Shape boundary entries
((
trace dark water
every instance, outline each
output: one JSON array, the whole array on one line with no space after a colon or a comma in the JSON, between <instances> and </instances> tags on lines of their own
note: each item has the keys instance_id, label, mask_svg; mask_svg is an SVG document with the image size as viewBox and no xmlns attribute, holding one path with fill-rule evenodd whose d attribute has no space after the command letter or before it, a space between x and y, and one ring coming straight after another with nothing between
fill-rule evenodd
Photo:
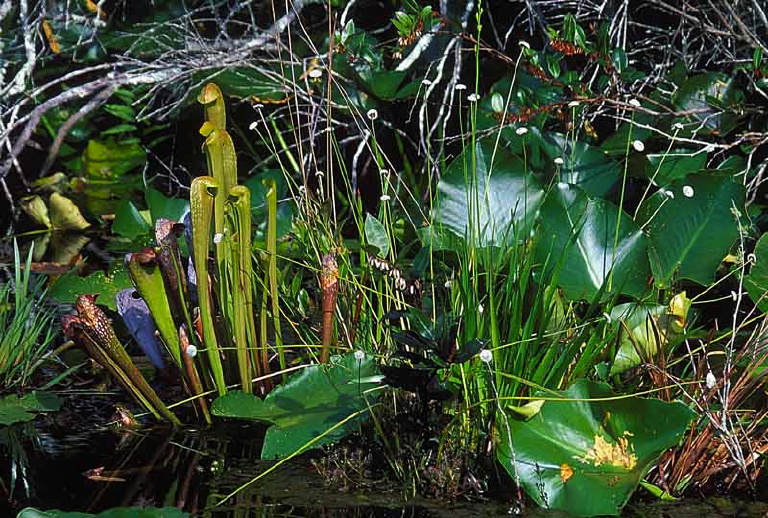
<instances>
[{"instance_id":1,"label":"dark water","mask_svg":"<svg viewBox=\"0 0 768 518\"><path fill-rule=\"evenodd\" d=\"M397 488L366 491L330 487L310 459L286 462L226 496L273 466L259 460L264 429L233 423L224 430L155 429L118 434L103 425L110 405L69 397L67 411L27 427L24 439L29 496L17 483L15 501L0 502L0 517L32 505L97 513L115 506L176 506L206 518L246 517L485 517L514 516L513 502L442 502L405 499ZM21 433L23 427L17 427ZM36 433L35 433L36 432ZM2 477L9 479L4 450ZM17 464L17 473L21 464ZM585 495L588 498L588 495ZM564 513L535 507L522 516ZM632 502L623 516L658 518L768 518L768 504L725 498Z\"/></svg>"}]
</instances>

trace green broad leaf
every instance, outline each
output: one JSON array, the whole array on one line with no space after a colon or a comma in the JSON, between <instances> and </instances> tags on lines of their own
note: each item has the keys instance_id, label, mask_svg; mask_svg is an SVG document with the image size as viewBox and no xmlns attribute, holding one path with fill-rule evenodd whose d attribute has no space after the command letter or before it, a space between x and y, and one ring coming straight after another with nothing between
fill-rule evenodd
<instances>
[{"instance_id":1,"label":"green broad leaf","mask_svg":"<svg viewBox=\"0 0 768 518\"><path fill-rule=\"evenodd\" d=\"M698 174L663 187L639 208L659 287L674 278L709 284L738 237L744 186L729 176Z\"/></svg>"},{"instance_id":2,"label":"green broad leaf","mask_svg":"<svg viewBox=\"0 0 768 518\"><path fill-rule=\"evenodd\" d=\"M744 287L760 311L768 311L768 233L763 234L755 245L755 262L749 275L744 278Z\"/></svg>"},{"instance_id":3,"label":"green broad leaf","mask_svg":"<svg viewBox=\"0 0 768 518\"><path fill-rule=\"evenodd\" d=\"M148 187L144 193L147 207L152 214L152 221L165 218L171 221L183 221L189 212L189 200L182 198L168 198L157 189Z\"/></svg>"},{"instance_id":4,"label":"green broad leaf","mask_svg":"<svg viewBox=\"0 0 768 518\"><path fill-rule=\"evenodd\" d=\"M470 246L506 246L527 236L544 191L525 162L494 140L466 147L448 166L437 186L436 227L444 227ZM473 163L476 167L473 168Z\"/></svg>"},{"instance_id":5,"label":"green broad leaf","mask_svg":"<svg viewBox=\"0 0 768 518\"><path fill-rule=\"evenodd\" d=\"M389 254L387 229L372 214L365 217L365 241L378 248L381 257L386 257Z\"/></svg>"},{"instance_id":6,"label":"green broad leaf","mask_svg":"<svg viewBox=\"0 0 768 518\"><path fill-rule=\"evenodd\" d=\"M618 515L696 416L680 402L608 400L609 385L587 380L561 395L528 421L501 424L497 459L540 506L575 516Z\"/></svg>"},{"instance_id":7,"label":"green broad leaf","mask_svg":"<svg viewBox=\"0 0 768 518\"><path fill-rule=\"evenodd\" d=\"M152 232L150 219L149 214L139 211L132 201L123 200L115 211L112 232L131 240L148 235Z\"/></svg>"},{"instance_id":8,"label":"green broad leaf","mask_svg":"<svg viewBox=\"0 0 768 518\"><path fill-rule=\"evenodd\" d=\"M373 356L358 360L348 353L334 356L329 364L302 369L264 400L229 392L214 401L211 412L272 423L261 458L284 458L335 442L357 429L367 417L368 405L378 398L379 391L371 389L380 387L381 379Z\"/></svg>"},{"instance_id":9,"label":"green broad leaf","mask_svg":"<svg viewBox=\"0 0 768 518\"><path fill-rule=\"evenodd\" d=\"M544 134L541 147L550 160L563 160L558 181L576 185L590 196L602 198L621 178L619 163L598 147L560 133Z\"/></svg>"},{"instance_id":10,"label":"green broad leaf","mask_svg":"<svg viewBox=\"0 0 768 518\"><path fill-rule=\"evenodd\" d=\"M16 518L189 518L189 516L189 513L176 507L115 507L99 514L58 509L40 511L27 507L22 509Z\"/></svg>"},{"instance_id":11,"label":"green broad leaf","mask_svg":"<svg viewBox=\"0 0 768 518\"><path fill-rule=\"evenodd\" d=\"M541 205L538 232L543 237L537 260L546 263L548 274L560 268L557 284L569 299L591 300L603 284L606 297L646 293L651 275L646 238L615 205L559 183Z\"/></svg>"},{"instance_id":12,"label":"green broad leaf","mask_svg":"<svg viewBox=\"0 0 768 518\"><path fill-rule=\"evenodd\" d=\"M689 77L675 92L672 102L679 110L690 113L688 120L725 134L733 128L737 116L723 113L722 108L734 103L737 89L732 77L707 72Z\"/></svg>"},{"instance_id":13,"label":"green broad leaf","mask_svg":"<svg viewBox=\"0 0 768 518\"><path fill-rule=\"evenodd\" d=\"M33 420L38 413L56 412L61 399L56 394L34 390L22 397L11 394L0 398L0 426Z\"/></svg>"},{"instance_id":14,"label":"green broad leaf","mask_svg":"<svg viewBox=\"0 0 768 518\"><path fill-rule=\"evenodd\" d=\"M648 179L655 185L666 185L689 174L699 172L707 164L706 153L678 149L671 153L645 155L650 162L646 170Z\"/></svg>"},{"instance_id":15,"label":"green broad leaf","mask_svg":"<svg viewBox=\"0 0 768 518\"><path fill-rule=\"evenodd\" d=\"M79 295L97 293L100 295L99 304L117 311L115 296L119 291L130 287L131 280L122 261L115 261L109 274L101 270L88 277L81 277L77 272L66 273L53 283L48 294L59 302L74 304Z\"/></svg>"}]
</instances>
))
WHAT TO PRODUCE. Transcribe the records above exactly, omitting every picture they contain.

WORKED ANSWER.
trace dark water
every instance, outline each
output: one JSON array, the whole array on one line with no space after a colon or a comma in the JSON, between <instances> and </instances> tags on lines of their own
note: each item has the keys instance_id, label, mask_svg; mask_svg is an SVG document with the image size as viewBox and no xmlns attribute, holding one path with fill-rule evenodd whose d attribute has no space after the command letter or before it, a space between x and y, and one ring coming straight after another with nothing between
fill-rule evenodd
Photo:
<instances>
[{"instance_id":1,"label":"dark water","mask_svg":"<svg viewBox=\"0 0 768 518\"><path fill-rule=\"evenodd\" d=\"M397 488L366 491L330 487L310 459L286 462L226 496L273 466L259 460L264 429L233 423L224 430L155 429L118 434L103 425L110 405L69 397L67 411L27 427L24 439L29 496L17 483L15 501L0 502L0 517L32 505L97 513L115 506L176 506L206 518L246 517L485 517L514 516L513 502L442 502L405 499ZM21 433L23 427L17 427ZM36 433L35 433L36 432ZM2 477L9 479L4 450ZM17 464L17 473L21 464ZM585 495L588 498L588 495ZM564 513L535 507L522 516ZM632 502L623 516L658 518L768 518L768 504L725 498Z\"/></svg>"}]
</instances>

trace green broad leaf
every instance, outline each
output: one JSON array, the whole array on one line with no space after a colon or a comma in the JSON, between <instances> and </instances> tags on lines of their own
note: each item has the keys instance_id, label, mask_svg; mask_svg is an SVG document with the image size as viewBox and no xmlns attribute, holding one path with fill-rule evenodd whose d attribute has no space after the command letter or before it, a space between x and y, and one ring coming straight after another with nothing between
fill-rule evenodd
<instances>
[{"instance_id":1,"label":"green broad leaf","mask_svg":"<svg viewBox=\"0 0 768 518\"><path fill-rule=\"evenodd\" d=\"M698 174L663 187L639 208L659 287L674 278L709 284L738 237L744 186L729 176Z\"/></svg>"},{"instance_id":2,"label":"green broad leaf","mask_svg":"<svg viewBox=\"0 0 768 518\"><path fill-rule=\"evenodd\" d=\"M744 287L760 311L768 311L768 233L763 234L755 245L755 262L749 275L744 278Z\"/></svg>"},{"instance_id":3,"label":"green broad leaf","mask_svg":"<svg viewBox=\"0 0 768 518\"><path fill-rule=\"evenodd\" d=\"M148 187L144 193L147 207L152 214L152 221L165 218L171 221L183 221L189 212L189 200L182 198L168 198L157 189Z\"/></svg>"},{"instance_id":4,"label":"green broad leaf","mask_svg":"<svg viewBox=\"0 0 768 518\"><path fill-rule=\"evenodd\" d=\"M470 246L506 246L527 236L544 191L525 162L494 140L466 147L448 166L437 186L436 227L444 227ZM473 163L476 167L473 168Z\"/></svg>"},{"instance_id":5,"label":"green broad leaf","mask_svg":"<svg viewBox=\"0 0 768 518\"><path fill-rule=\"evenodd\" d=\"M389 254L387 229L372 214L365 217L365 241L378 248L381 257L386 257Z\"/></svg>"},{"instance_id":6,"label":"green broad leaf","mask_svg":"<svg viewBox=\"0 0 768 518\"><path fill-rule=\"evenodd\" d=\"M618 515L696 416L680 402L608 400L609 385L587 380L561 395L528 421L501 424L497 459L540 506L575 516Z\"/></svg>"},{"instance_id":7,"label":"green broad leaf","mask_svg":"<svg viewBox=\"0 0 768 518\"><path fill-rule=\"evenodd\" d=\"M152 232L150 219L149 214L139 211L132 201L123 200L115 211L112 232L131 240L148 235Z\"/></svg>"},{"instance_id":8,"label":"green broad leaf","mask_svg":"<svg viewBox=\"0 0 768 518\"><path fill-rule=\"evenodd\" d=\"M373 356L358 360L348 353L334 356L329 364L302 369L264 400L229 392L214 401L211 412L272 423L261 458L284 458L335 442L357 429L367 417L368 405L378 398L379 391L371 389L380 387L381 379Z\"/></svg>"},{"instance_id":9,"label":"green broad leaf","mask_svg":"<svg viewBox=\"0 0 768 518\"><path fill-rule=\"evenodd\" d=\"M544 134L541 147L550 160L563 160L558 181L576 185L590 196L602 198L621 178L619 163L598 147L560 133Z\"/></svg>"},{"instance_id":10,"label":"green broad leaf","mask_svg":"<svg viewBox=\"0 0 768 518\"><path fill-rule=\"evenodd\" d=\"M16 518L189 518L189 516L189 513L176 507L115 507L99 514L58 509L40 511L27 507L22 509Z\"/></svg>"},{"instance_id":11,"label":"green broad leaf","mask_svg":"<svg viewBox=\"0 0 768 518\"><path fill-rule=\"evenodd\" d=\"M541 205L538 232L543 237L537 260L546 263L548 274L560 268L557 284L569 299L591 300L603 284L606 297L646 293L651 275L646 238L615 205L559 183Z\"/></svg>"},{"instance_id":12,"label":"green broad leaf","mask_svg":"<svg viewBox=\"0 0 768 518\"><path fill-rule=\"evenodd\" d=\"M689 77L675 92L672 102L679 110L690 113L688 120L725 134L733 128L737 116L723 113L722 108L734 103L737 89L732 77L707 72Z\"/></svg>"},{"instance_id":13,"label":"green broad leaf","mask_svg":"<svg viewBox=\"0 0 768 518\"><path fill-rule=\"evenodd\" d=\"M33 420L38 413L56 412L61 399L56 394L34 390L22 397L11 394L0 398L0 426Z\"/></svg>"},{"instance_id":14,"label":"green broad leaf","mask_svg":"<svg viewBox=\"0 0 768 518\"><path fill-rule=\"evenodd\" d=\"M648 179L655 185L666 185L689 174L699 172L707 164L706 153L678 149L671 153L645 155L650 162L646 170Z\"/></svg>"},{"instance_id":15,"label":"green broad leaf","mask_svg":"<svg viewBox=\"0 0 768 518\"><path fill-rule=\"evenodd\" d=\"M79 295L97 293L100 295L99 304L117 311L115 296L119 291L130 287L131 280L122 261L115 261L109 274L101 270L88 277L81 277L77 272L66 273L53 283L48 294L59 302L74 304Z\"/></svg>"}]
</instances>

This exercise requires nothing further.